Keep only the lines of the data below that contain "shirt", and copy them.

Items from a dataset:
----------
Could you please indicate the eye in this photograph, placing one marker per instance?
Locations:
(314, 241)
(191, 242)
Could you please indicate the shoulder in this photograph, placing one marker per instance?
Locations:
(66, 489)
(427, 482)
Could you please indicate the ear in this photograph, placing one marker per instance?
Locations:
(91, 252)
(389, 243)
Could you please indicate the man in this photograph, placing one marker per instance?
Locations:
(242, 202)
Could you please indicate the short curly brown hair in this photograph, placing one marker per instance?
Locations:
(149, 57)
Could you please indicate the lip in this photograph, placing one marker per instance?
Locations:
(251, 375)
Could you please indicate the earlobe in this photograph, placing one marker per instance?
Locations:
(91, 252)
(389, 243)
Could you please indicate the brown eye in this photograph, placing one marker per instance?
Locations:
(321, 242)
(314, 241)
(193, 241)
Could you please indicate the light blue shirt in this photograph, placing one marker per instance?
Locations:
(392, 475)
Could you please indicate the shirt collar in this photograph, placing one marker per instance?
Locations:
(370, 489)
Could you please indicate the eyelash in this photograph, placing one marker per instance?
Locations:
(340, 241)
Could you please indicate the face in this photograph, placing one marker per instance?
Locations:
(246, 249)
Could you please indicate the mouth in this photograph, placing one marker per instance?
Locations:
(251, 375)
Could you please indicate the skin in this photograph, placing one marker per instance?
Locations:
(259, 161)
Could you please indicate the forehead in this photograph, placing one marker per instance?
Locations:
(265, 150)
----------
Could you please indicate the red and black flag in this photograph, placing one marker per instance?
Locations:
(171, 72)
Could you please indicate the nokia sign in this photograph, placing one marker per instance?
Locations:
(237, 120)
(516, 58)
----------
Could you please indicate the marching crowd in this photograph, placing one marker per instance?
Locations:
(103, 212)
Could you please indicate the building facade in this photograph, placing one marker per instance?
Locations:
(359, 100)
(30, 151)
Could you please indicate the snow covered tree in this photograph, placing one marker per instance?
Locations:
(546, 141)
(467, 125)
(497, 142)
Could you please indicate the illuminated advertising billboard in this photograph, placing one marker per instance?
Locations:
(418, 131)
----------
## [SOLUTION TO THE PROBLEM]
Could you please indicate the light blue shirt in this photograph, placing one marker per instance?
Could you please indicate the shirt collar in this photograph, placing one marker per instance?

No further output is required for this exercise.